● **Exercise details**: Count the lines in the records below that contain the string "positive" and reply with that number alone.

● **Data provided**:
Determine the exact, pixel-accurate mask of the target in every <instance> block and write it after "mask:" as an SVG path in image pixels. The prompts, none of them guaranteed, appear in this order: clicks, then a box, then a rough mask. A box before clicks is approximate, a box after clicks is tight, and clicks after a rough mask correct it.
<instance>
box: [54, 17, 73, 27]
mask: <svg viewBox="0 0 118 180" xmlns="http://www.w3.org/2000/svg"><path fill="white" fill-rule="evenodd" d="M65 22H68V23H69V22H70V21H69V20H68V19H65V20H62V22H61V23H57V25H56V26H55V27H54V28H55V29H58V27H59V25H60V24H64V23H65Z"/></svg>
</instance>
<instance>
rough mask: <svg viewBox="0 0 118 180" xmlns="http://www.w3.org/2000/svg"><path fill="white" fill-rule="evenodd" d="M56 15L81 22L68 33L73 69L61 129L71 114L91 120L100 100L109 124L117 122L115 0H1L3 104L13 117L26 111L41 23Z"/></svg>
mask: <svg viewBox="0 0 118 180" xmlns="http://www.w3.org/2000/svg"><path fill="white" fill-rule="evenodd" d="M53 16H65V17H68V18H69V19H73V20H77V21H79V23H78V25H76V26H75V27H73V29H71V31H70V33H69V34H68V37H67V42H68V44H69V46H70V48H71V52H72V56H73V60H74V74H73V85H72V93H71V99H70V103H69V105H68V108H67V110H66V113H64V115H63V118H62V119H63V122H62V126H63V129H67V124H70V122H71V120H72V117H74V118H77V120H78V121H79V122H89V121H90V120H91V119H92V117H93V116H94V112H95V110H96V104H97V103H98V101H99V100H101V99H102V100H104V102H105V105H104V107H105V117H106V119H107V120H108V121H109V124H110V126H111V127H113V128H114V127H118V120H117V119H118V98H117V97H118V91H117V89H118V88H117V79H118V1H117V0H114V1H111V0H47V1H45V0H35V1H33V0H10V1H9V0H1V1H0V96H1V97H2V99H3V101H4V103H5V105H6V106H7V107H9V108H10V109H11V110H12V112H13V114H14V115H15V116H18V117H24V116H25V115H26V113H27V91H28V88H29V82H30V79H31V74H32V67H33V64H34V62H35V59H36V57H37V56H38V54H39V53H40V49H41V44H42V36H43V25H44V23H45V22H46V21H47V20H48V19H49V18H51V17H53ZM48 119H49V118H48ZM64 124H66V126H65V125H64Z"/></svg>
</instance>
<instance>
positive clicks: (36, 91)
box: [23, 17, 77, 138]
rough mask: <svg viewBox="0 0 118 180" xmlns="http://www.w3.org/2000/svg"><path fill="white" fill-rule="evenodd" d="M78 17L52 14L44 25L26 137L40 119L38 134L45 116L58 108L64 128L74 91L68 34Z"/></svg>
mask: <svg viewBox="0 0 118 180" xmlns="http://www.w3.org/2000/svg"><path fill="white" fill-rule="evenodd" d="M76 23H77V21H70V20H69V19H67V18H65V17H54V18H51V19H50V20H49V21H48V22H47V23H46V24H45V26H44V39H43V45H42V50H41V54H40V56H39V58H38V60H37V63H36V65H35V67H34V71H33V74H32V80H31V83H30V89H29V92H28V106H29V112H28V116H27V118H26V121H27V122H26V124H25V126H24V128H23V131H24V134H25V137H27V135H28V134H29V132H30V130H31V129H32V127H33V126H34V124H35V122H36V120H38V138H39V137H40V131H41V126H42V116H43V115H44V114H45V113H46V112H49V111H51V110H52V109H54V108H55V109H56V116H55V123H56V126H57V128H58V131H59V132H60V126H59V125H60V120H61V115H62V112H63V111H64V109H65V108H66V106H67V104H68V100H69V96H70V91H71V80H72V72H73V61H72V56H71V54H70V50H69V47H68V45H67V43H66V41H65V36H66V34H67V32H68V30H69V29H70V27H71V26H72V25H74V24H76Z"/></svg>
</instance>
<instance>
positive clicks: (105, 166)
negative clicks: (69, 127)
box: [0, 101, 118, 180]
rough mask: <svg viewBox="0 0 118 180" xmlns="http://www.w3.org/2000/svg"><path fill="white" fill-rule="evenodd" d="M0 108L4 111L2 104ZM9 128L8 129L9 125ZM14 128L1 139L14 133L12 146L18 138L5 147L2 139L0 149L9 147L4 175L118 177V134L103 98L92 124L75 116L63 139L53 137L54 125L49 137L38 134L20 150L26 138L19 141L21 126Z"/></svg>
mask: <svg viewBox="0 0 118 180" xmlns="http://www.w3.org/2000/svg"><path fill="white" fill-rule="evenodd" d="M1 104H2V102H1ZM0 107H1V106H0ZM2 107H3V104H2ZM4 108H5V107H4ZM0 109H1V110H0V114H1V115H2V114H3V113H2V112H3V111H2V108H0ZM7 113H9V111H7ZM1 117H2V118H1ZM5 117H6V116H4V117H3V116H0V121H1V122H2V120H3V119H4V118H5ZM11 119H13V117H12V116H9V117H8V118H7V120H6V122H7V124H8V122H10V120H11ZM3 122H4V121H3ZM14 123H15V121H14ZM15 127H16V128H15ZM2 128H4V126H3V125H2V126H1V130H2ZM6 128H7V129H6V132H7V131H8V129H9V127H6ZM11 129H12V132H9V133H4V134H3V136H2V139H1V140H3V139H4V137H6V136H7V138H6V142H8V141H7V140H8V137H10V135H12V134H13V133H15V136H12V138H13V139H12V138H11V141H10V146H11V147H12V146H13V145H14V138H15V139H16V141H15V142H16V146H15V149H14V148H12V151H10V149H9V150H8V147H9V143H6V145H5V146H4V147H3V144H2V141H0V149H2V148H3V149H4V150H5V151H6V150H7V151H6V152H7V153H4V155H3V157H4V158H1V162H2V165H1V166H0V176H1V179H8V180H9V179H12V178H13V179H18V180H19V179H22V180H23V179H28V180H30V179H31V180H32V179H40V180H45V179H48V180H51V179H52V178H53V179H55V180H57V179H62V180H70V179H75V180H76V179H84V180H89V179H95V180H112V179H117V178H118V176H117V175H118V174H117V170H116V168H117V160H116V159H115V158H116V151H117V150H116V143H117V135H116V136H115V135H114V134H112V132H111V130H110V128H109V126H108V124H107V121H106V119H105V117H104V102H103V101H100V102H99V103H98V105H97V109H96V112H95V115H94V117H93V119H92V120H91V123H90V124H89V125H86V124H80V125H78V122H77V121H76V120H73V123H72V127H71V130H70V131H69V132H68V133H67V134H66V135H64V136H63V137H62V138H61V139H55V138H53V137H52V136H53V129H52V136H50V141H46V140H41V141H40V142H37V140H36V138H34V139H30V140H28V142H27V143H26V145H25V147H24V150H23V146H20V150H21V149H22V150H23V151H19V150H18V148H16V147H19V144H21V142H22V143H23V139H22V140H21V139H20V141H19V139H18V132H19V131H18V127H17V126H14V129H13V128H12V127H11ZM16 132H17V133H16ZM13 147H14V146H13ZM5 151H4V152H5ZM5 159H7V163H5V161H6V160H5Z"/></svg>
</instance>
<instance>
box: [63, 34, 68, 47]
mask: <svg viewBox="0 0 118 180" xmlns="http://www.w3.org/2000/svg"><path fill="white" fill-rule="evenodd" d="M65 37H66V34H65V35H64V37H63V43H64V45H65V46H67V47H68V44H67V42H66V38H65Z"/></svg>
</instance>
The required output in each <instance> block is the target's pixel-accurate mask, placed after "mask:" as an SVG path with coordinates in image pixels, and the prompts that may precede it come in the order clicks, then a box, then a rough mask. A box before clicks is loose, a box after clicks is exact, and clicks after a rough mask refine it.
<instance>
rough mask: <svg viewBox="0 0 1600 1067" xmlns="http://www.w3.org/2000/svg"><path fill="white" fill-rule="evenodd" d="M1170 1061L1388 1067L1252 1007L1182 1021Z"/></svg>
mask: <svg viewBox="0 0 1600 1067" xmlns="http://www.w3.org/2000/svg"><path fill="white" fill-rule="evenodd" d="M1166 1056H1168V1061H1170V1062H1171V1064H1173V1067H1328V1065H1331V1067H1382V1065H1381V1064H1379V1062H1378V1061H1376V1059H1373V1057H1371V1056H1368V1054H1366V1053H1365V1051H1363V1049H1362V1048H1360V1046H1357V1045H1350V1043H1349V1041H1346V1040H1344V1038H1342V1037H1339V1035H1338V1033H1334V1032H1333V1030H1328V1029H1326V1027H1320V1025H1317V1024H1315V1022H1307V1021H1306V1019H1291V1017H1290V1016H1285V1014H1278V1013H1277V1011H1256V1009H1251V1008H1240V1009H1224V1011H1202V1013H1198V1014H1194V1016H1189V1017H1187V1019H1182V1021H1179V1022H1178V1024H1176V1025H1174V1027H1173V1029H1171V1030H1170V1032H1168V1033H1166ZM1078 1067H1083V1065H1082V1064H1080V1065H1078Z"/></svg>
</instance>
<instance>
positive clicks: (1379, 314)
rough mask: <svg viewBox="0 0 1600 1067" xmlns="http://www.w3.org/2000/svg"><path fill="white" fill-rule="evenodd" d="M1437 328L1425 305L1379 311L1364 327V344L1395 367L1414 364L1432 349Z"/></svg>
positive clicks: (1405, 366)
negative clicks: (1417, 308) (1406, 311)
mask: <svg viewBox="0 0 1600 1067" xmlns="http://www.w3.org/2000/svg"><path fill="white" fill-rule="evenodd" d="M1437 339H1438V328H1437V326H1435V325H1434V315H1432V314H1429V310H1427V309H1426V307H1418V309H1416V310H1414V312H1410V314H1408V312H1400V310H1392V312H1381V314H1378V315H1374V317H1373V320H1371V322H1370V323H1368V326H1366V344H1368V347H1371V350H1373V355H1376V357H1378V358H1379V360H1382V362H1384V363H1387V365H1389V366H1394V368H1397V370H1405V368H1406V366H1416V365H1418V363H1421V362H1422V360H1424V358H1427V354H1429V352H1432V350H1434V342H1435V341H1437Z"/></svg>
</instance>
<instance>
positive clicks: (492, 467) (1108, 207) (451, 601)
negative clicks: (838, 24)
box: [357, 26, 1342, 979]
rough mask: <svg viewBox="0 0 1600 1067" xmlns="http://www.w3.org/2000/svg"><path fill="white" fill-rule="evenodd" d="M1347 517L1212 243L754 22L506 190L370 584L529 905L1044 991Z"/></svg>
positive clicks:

● **Exercise response**: 6